_AIM:_
Copy only the lines from the one that contains "TASK: localize bare tree" through the last of the rows below, requests included. In the answers, scale every bounding-box coordinate by 2.35 and round it to a whole number, rounding halves up.
---------- PROVIDED DATA ----------
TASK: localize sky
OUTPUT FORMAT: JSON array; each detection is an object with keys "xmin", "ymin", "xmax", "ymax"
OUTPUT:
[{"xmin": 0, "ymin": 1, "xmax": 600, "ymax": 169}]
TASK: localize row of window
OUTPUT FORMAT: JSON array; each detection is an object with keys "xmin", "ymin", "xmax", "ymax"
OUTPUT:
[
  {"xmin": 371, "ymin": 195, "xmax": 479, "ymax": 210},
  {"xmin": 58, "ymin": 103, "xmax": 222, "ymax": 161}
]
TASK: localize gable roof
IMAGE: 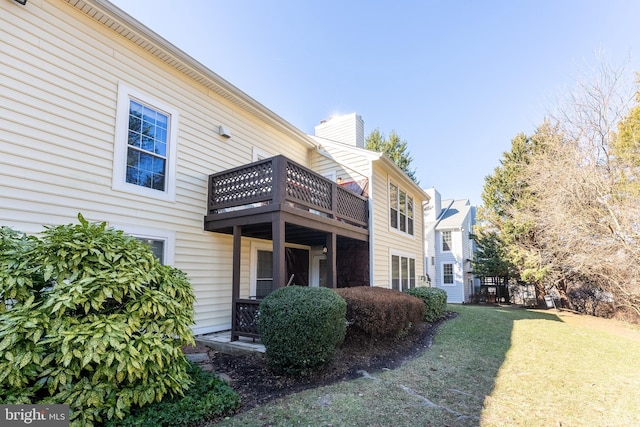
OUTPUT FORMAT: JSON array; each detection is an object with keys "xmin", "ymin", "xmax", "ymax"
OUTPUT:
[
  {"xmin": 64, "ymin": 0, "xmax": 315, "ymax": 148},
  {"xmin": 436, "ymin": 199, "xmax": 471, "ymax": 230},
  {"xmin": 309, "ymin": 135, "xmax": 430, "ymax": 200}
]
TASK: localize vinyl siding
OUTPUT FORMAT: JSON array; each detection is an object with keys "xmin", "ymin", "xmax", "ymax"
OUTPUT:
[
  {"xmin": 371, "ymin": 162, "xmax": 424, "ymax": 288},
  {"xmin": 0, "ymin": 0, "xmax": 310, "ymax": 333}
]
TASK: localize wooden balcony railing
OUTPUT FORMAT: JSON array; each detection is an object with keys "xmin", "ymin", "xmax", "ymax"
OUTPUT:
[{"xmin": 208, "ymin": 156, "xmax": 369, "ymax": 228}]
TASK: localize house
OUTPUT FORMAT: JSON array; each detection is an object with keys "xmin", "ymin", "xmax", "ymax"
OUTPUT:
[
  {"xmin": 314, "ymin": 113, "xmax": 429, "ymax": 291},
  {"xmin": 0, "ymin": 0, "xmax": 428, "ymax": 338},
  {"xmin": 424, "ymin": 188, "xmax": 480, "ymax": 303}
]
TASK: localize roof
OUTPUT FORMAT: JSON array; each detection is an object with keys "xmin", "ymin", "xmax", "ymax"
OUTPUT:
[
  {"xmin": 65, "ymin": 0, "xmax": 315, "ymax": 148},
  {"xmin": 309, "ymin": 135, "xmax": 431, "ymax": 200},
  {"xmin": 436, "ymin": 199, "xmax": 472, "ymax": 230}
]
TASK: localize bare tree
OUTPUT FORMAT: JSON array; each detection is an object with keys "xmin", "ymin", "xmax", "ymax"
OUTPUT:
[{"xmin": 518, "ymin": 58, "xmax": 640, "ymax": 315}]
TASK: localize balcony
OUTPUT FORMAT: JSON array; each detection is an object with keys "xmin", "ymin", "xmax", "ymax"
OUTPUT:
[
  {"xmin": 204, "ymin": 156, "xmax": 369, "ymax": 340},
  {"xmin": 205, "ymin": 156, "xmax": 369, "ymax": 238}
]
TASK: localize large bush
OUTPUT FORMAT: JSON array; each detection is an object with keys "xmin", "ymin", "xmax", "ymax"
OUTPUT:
----------
_ANSWER TO THIS EXERCISE:_
TASK: localize bare tree
OUTPUT FORMAT: JSON array; each detection is an object with keys "xmin", "ymin", "xmax", "ymax"
OUTPUT:
[{"xmin": 1217, "ymin": 136, "xmax": 1504, "ymax": 740}]
TASK: localize balcony
OUTPUT FORMAT: JSON array; each detection is an object with keys "xmin", "ymin", "xmax", "ymax"
OUTPUT:
[
  {"xmin": 479, "ymin": 367, "xmax": 867, "ymax": 799},
  {"xmin": 482, "ymin": 367, "xmax": 867, "ymax": 559}
]
TASK: localize large bush
OUTPUT FORMAT: JSON array; each detection is an object with keys "xmin", "ymin", "xmax", "ymax"
OUTPUT:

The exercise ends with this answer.